#### Exercise description
Wherever the word "blue" appears in a line of the data, that line should be copied.

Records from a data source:
· · ·
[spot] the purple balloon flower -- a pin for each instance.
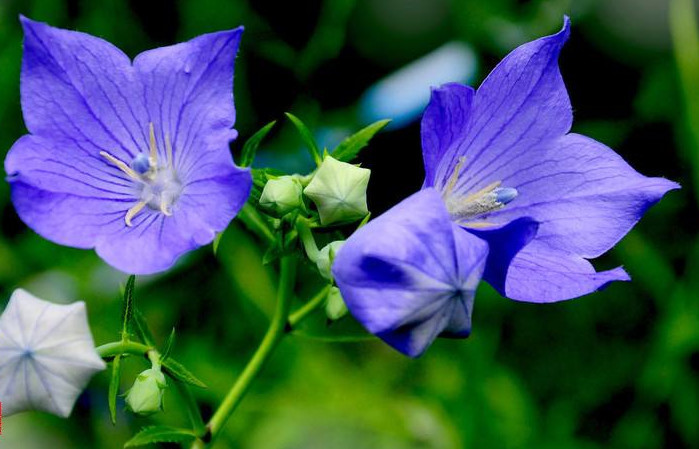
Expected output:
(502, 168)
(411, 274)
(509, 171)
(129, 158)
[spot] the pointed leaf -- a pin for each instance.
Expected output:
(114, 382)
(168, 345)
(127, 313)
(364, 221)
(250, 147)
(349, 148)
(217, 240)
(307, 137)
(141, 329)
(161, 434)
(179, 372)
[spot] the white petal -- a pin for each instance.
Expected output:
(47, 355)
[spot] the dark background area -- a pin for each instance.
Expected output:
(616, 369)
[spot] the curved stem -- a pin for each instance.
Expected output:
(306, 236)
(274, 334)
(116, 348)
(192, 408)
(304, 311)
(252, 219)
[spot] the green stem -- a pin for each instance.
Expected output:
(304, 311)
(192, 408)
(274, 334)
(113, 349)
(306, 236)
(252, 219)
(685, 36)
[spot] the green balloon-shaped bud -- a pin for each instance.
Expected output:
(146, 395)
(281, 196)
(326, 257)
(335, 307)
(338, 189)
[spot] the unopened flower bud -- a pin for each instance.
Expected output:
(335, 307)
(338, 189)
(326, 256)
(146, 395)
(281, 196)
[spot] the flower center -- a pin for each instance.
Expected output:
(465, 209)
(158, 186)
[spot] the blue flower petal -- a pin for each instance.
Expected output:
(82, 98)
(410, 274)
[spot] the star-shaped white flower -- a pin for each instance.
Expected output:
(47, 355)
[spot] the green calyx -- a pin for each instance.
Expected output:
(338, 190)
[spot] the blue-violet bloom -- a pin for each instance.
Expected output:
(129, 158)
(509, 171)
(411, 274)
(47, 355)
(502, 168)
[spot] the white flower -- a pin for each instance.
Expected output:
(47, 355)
· · ·
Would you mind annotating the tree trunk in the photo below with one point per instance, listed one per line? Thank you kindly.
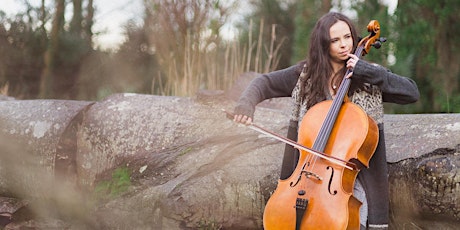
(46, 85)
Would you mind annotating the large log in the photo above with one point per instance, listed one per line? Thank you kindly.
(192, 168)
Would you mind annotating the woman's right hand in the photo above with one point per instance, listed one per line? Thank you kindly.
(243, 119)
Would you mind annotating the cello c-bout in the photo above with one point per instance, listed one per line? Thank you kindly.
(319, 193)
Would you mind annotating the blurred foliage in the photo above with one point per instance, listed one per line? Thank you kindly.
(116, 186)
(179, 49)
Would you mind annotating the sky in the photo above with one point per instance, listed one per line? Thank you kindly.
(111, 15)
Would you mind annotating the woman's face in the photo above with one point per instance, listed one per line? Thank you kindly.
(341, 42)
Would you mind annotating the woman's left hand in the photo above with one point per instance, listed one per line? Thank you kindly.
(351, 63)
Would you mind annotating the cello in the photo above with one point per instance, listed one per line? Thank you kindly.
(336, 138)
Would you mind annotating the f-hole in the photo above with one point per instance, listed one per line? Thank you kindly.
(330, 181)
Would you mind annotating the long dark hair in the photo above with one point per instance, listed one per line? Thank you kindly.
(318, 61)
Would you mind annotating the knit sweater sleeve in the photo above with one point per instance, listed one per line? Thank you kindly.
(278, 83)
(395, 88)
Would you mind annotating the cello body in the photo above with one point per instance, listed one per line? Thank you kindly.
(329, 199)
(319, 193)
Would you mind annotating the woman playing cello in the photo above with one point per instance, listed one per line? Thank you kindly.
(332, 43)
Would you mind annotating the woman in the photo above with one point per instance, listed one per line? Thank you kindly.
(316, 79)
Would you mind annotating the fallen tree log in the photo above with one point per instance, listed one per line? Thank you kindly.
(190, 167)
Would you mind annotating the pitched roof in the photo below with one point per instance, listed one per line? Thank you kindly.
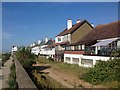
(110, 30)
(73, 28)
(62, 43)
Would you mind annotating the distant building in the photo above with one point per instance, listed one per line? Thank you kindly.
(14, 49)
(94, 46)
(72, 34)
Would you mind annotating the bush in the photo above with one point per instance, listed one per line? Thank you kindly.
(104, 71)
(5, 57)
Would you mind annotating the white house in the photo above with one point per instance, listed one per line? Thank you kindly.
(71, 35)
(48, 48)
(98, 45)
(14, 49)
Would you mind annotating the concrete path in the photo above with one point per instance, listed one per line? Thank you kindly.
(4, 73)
· · ·
#### Exercise result
[spot] the blue flower petal -- a pin for each instance.
[spot] the blue-violet bloom -- a pin for each instance.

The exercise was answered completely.